━━ Extrait de page
Le premier film cinéma de John Irvin : casting riche, scénario adapté d’un livre documenté de Forsyth, réalisation sophistiquée à l’ampleur régulièrement spectaculaire.

Les Chiens de guerre

Amérique centrale puis New York, Londres, Europe et Afrique de l’Ouest, en 1980 : le mercenaire Shannon est approché par l’agent d’une d’une riche société minière, afin de renverser le sanguinaire dictateur africain Kimba. On voudrait installer à sa place le colonel exilé Bobi, davantage accommodant. Shannon effectue une première mission de reconnaissance : il est soupçonné, arrêté, emprisonné aux côtés du docteur Okoyé (principal opposant), torturé, expulsé. Son rapport confirme qu’une opération militaire est non seulement tactiquement possible mais indispensable. Elle est clandestinement organisée depuis Londres, Paris et l’Espagne. L’assaut africain a lieu mais Shannon modifie, d’une manière inattendue, sa finalité.
━━━━
* Objectif 1
D'après l'extrait de page, quel est le nom du dictateur africain que le mercenaire Shannon doit renverser ?
━━ Lignes fournies
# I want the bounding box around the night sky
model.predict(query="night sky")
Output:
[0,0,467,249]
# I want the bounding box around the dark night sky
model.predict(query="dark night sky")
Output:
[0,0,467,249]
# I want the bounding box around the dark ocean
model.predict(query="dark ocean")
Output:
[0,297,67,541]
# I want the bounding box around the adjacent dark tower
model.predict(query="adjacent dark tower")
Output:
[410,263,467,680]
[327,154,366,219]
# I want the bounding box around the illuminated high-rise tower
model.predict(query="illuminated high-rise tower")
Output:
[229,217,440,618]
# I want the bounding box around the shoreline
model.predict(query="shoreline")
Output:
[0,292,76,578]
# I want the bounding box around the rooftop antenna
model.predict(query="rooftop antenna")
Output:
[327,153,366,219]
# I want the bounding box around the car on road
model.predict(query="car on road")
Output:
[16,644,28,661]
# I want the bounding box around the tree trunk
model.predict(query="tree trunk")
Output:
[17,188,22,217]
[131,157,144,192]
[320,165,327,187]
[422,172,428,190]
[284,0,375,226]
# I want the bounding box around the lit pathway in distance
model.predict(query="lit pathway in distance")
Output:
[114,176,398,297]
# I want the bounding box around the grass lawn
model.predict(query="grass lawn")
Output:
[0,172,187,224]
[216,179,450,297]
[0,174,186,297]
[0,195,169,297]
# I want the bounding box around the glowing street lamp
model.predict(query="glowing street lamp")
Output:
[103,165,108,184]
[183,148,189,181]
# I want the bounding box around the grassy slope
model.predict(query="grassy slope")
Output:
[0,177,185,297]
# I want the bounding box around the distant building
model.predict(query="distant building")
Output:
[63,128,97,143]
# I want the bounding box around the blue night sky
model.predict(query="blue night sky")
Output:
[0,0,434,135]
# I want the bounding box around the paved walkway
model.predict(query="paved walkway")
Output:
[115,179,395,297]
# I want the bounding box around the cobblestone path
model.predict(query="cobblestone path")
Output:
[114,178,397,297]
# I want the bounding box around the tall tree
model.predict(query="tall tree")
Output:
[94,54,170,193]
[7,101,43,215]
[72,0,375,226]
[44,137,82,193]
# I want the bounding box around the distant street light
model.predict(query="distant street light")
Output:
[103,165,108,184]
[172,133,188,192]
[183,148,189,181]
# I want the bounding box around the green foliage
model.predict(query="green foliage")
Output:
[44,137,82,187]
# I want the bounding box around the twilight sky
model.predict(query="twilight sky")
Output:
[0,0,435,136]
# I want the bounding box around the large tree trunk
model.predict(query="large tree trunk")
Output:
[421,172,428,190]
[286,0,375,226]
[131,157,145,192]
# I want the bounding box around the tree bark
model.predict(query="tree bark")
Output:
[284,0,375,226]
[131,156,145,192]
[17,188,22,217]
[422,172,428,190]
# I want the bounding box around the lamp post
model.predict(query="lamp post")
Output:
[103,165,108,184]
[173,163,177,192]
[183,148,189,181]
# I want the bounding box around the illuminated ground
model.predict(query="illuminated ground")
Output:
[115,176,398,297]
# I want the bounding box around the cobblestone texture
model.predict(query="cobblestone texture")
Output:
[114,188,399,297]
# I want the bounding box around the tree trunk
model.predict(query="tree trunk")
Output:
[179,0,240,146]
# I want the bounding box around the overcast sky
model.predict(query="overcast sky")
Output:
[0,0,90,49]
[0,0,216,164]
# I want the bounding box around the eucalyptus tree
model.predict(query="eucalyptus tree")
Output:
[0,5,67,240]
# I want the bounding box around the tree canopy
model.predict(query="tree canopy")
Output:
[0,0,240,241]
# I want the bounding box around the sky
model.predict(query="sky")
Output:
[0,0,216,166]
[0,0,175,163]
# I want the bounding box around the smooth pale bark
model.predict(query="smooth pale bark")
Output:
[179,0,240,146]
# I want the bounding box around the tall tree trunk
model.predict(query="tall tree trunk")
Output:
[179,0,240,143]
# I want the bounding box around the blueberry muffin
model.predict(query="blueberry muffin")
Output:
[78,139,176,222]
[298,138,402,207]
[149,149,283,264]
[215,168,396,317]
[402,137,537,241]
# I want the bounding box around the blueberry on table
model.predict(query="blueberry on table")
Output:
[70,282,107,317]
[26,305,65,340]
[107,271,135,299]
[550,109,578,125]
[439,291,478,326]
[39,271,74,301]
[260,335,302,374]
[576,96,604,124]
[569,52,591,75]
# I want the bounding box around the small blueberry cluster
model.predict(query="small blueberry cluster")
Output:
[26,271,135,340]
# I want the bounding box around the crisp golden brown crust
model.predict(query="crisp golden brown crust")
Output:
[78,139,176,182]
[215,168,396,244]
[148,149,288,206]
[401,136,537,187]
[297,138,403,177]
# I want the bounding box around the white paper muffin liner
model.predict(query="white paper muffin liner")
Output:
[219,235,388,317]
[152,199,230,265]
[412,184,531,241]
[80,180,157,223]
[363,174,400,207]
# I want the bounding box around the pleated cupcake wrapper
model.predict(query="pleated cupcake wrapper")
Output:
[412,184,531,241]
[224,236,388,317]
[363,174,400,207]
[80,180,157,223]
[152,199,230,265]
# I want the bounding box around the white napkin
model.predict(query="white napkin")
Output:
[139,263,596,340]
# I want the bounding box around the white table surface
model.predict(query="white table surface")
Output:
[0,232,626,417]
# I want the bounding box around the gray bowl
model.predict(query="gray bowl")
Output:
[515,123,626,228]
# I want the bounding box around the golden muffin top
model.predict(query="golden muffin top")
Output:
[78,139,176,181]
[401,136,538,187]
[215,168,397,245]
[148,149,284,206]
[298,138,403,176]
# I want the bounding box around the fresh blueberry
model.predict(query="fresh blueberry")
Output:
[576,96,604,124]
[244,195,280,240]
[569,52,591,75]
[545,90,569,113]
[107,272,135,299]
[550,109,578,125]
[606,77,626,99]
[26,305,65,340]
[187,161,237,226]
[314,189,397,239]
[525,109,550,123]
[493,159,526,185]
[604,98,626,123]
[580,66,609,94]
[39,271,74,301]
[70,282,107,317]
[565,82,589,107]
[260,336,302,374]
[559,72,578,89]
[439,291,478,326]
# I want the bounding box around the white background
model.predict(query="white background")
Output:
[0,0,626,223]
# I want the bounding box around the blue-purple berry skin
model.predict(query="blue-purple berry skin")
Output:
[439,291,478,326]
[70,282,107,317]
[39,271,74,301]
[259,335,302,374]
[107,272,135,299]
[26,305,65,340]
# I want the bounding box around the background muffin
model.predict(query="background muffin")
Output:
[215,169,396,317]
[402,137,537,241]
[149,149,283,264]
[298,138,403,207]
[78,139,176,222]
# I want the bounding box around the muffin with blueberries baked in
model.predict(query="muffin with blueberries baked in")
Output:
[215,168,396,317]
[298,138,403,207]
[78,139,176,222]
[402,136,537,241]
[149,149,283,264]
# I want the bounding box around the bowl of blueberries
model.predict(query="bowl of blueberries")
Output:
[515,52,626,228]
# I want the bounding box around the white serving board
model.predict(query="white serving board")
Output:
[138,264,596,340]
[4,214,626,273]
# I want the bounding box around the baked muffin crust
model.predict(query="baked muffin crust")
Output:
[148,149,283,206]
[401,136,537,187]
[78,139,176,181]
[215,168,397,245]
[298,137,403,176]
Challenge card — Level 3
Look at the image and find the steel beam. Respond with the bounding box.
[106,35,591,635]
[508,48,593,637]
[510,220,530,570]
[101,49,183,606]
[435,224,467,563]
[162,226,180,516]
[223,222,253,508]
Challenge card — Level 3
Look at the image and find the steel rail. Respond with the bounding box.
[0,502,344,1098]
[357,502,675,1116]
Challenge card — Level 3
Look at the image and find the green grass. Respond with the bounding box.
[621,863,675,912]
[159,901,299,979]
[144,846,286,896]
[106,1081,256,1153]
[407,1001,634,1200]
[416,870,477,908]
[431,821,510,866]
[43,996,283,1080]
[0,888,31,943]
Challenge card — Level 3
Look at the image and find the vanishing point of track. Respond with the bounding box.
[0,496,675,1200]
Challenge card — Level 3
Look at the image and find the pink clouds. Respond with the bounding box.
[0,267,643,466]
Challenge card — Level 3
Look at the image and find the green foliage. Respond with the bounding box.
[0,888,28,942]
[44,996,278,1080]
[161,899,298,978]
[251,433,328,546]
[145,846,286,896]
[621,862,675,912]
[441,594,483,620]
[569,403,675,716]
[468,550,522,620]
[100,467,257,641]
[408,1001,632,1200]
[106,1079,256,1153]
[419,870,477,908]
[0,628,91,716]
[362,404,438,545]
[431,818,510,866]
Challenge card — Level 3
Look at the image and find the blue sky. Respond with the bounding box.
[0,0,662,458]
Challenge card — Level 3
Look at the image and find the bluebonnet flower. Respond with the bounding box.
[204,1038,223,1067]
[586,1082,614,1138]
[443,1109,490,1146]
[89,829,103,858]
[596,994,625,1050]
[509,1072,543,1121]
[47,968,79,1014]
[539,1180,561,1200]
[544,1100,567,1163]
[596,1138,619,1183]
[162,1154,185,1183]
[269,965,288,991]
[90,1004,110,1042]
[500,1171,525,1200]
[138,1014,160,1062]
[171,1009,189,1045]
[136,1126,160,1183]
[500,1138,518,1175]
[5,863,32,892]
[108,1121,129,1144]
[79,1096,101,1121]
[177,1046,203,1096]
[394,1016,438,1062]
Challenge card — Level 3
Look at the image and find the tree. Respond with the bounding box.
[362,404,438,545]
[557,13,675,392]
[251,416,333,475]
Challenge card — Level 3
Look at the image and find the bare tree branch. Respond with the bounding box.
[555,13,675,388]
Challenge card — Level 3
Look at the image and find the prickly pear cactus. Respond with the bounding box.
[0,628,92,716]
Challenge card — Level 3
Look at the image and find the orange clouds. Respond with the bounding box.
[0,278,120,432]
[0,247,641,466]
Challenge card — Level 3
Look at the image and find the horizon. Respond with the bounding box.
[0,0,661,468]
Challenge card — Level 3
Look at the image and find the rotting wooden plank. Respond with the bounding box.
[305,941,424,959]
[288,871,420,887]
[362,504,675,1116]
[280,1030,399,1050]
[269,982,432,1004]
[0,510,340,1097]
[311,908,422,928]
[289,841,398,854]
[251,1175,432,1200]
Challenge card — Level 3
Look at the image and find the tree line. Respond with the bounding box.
━━━━
* Objectif 2
Recopiez telles quelles les lignes fournies en partant de la ligne contenant « # I want the bounding box around the sky » et en continuant jusqu'à la ligne contenant « [179,0,240,143] », ces deux lignes comprises.

* Réponse correcte 1
Kimba.

* Réponse correcte 2
# I want the bounding box around the sky
model.predict(query="sky")
Output:
[0,0,216,166]
[0,0,175,163]
# I want the bounding box around the smooth pale bark
model.predict(query="smooth pale bark")
Output:
[179,0,240,146]
# I want the bounding box around the tall tree trunk
model.predict(query="tall tree trunk")
Output:
[179,0,240,143]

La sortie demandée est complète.